▸ **Required task**:
Format each line of the records below as a JSON list of strings, one string per line, with blank lines skipped and the pictures left out.

__________________________________________________

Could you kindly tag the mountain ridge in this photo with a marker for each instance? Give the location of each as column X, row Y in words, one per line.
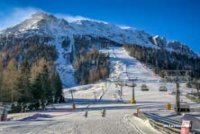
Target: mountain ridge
column 44, row 23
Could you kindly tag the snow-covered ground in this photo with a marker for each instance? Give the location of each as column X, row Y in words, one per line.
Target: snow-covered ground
column 93, row 98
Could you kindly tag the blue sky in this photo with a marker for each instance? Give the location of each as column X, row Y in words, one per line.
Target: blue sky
column 173, row 19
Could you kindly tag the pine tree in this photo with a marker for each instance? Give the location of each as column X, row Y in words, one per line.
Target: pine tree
column 1, row 79
column 24, row 82
column 10, row 81
column 56, row 86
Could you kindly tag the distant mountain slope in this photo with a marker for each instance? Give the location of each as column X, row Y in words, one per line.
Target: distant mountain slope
column 72, row 38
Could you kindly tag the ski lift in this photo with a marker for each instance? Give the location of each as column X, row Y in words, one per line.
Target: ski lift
column 144, row 87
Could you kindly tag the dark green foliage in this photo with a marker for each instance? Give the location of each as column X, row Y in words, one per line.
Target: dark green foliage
column 24, row 84
column 91, row 66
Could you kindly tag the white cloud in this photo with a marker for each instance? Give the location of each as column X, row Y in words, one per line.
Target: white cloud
column 15, row 16
column 124, row 27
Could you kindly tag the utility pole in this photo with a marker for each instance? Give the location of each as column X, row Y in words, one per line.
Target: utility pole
column 73, row 104
column 176, row 76
column 177, row 98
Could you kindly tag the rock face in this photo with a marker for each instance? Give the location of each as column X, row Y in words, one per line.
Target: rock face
column 69, row 39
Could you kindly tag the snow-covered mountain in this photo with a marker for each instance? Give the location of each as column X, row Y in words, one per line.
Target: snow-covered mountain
column 59, row 30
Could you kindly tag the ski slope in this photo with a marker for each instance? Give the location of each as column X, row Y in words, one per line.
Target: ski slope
column 93, row 98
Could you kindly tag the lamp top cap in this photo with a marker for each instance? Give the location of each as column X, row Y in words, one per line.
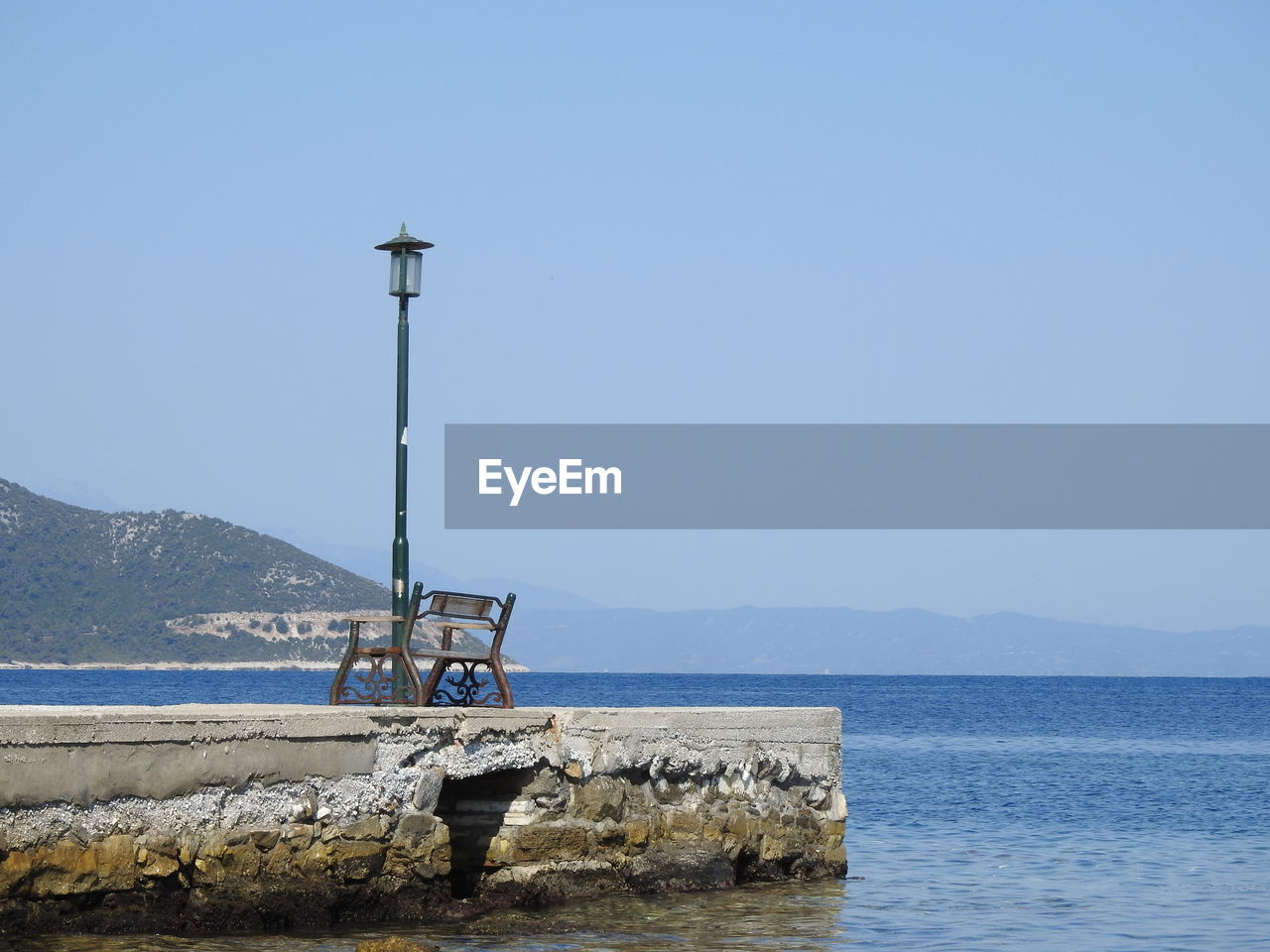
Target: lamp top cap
column 403, row 243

__________________________________________________

▸ **Response to this exercise**:
[
  "Could you kindly tag the mountain ridge in this photo with a marker for each instance? Give the location of each as column X, row Y in words, one per line.",
  "Target: mountain ridge",
  "column 44, row 23",
  "Could you kindly tag the snow-covered ground in this photo with a marker for each instance? Give the location of each as column X, row Y in words, one per line.",
  "Target: snow-covered ground",
  "column 93, row 98",
  "Could you kindly tag the blue sky in this photo with a marker for each instance? Give the location of each as column X, row Y in words, one per line.",
  "Target: blue sky",
  "column 173, row 19",
  "Could you kindly tag the pine tree in this photo with a marker for each instance? Give the location of each as column X, row Y in words, one per line.",
  "Target: pine tree",
  "column 1, row 79",
  "column 24, row 82",
  "column 10, row 81",
  "column 56, row 86",
  "Could you kindly tag the distant mountain slope in this photo with a marker for each instance? Give the location of each as column X, row Y in words, one per line.",
  "Target: distant mountain slope",
  "column 72, row 38",
  "Could you kindly tag the ski lift in this photo with a marker for each instance? Give the location of each as column X, row Y in words, one per line.",
  "Target: ski lift",
  "column 144, row 87",
  "Could you kindly tag the dark green foliage in this photo with a marker for each instance? Give the location of each as column X, row Y in words, one per line.",
  "Target: dark green foliage",
  "column 24, row 84",
  "column 91, row 66",
  "Could you kindly tag the white cloud in this photo with a marker for each instance? Give the location of each as column X, row Y in words, one per line.",
  "Target: white cloud",
  "column 15, row 16",
  "column 124, row 27",
  "Could you kindly tag the utility pole in this photo with a marker for each instance? Give the location of each as column X, row Y in words, one per line.",
  "Target: utility pole",
  "column 73, row 104",
  "column 176, row 76",
  "column 177, row 98",
  "Could you kindly tag the rock face in this photo with a marker for each instance? Give the location of each as column X, row Y in words, one per line.",
  "Target: rock face",
  "column 69, row 39",
  "Could you kindly tag the snow-covered mountain in this photo with a marker for each instance? Give the location of each as column X, row Y in words, one per line.",
  "Target: snow-covered mountain",
  "column 59, row 30",
  "Could you kindly tag the ski slope in this photo with a marker for each instance? Give the location of each as column X, row Y in words, one per line.",
  "Target: ski slope",
  "column 93, row 98",
  "Could you kindly tag the lamp top cap in this photo with a marker for each instance? Give the location of each as column X, row Y in words, one per line.",
  "Target: lamp top cap",
  "column 403, row 243"
]